** START **

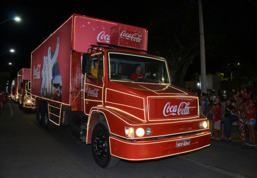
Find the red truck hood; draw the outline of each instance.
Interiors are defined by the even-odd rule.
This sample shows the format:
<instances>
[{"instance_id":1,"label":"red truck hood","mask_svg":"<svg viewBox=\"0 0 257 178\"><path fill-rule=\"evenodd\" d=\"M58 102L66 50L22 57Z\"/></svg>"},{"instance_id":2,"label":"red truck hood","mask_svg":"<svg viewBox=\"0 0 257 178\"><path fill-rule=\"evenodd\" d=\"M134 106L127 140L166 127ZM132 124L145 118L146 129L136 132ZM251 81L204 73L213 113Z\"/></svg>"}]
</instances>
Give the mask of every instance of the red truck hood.
<instances>
[{"instance_id":1,"label":"red truck hood","mask_svg":"<svg viewBox=\"0 0 257 178\"><path fill-rule=\"evenodd\" d=\"M192 93L171 85L118 81L114 83L120 85L120 89L122 89L123 92L138 95L139 97L164 95L193 96Z\"/></svg>"},{"instance_id":2,"label":"red truck hood","mask_svg":"<svg viewBox=\"0 0 257 178\"><path fill-rule=\"evenodd\" d=\"M115 81L107 88L107 103L124 111L135 109L134 113L144 110L145 121L199 116L198 97L171 85Z\"/></svg>"}]
</instances>

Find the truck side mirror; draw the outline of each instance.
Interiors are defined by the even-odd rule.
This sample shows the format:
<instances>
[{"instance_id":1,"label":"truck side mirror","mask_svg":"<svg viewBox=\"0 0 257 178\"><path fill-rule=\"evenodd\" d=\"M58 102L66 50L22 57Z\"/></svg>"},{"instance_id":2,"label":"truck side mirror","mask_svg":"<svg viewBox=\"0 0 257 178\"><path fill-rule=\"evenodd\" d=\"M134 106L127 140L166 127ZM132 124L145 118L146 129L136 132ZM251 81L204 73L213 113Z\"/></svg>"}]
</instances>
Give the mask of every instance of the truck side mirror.
<instances>
[{"instance_id":1,"label":"truck side mirror","mask_svg":"<svg viewBox=\"0 0 257 178\"><path fill-rule=\"evenodd\" d=\"M88 71L88 53L85 53L82 57L82 73L84 75Z\"/></svg>"},{"instance_id":2,"label":"truck side mirror","mask_svg":"<svg viewBox=\"0 0 257 178\"><path fill-rule=\"evenodd\" d=\"M28 82L28 89L30 90L30 81Z\"/></svg>"}]
</instances>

** END **

- _OBJECTIVE_
Copy the records from the line containing "Find the truck" through the end of the records, inclusive, replacing "sample" with "example" and leaving everything else unchanged.

- _TASK SOLUTION_
Find the truck side mirror; draw the outline of each instance.
Interiors are defined by the even-odd rule.
This example shows the format:
<instances>
[{"instance_id":1,"label":"truck side mirror","mask_svg":"<svg viewBox=\"0 0 257 178\"><path fill-rule=\"evenodd\" d=\"M58 102L66 50L22 57Z\"/></svg>"},{"instance_id":2,"label":"truck side mirror","mask_svg":"<svg viewBox=\"0 0 257 178\"><path fill-rule=\"evenodd\" d=\"M134 106L127 140L166 127ZM132 124L145 118L146 129L136 132ZM251 81L204 73L213 113Z\"/></svg>"}]
</instances>
Give the mask of every instance of the truck side mirror.
<instances>
[{"instance_id":1,"label":"truck side mirror","mask_svg":"<svg viewBox=\"0 0 257 178\"><path fill-rule=\"evenodd\" d=\"M88 71L88 53L85 53L82 57L82 73L84 75Z\"/></svg>"},{"instance_id":2,"label":"truck side mirror","mask_svg":"<svg viewBox=\"0 0 257 178\"><path fill-rule=\"evenodd\" d=\"M28 82L28 89L30 90L30 81Z\"/></svg>"}]
</instances>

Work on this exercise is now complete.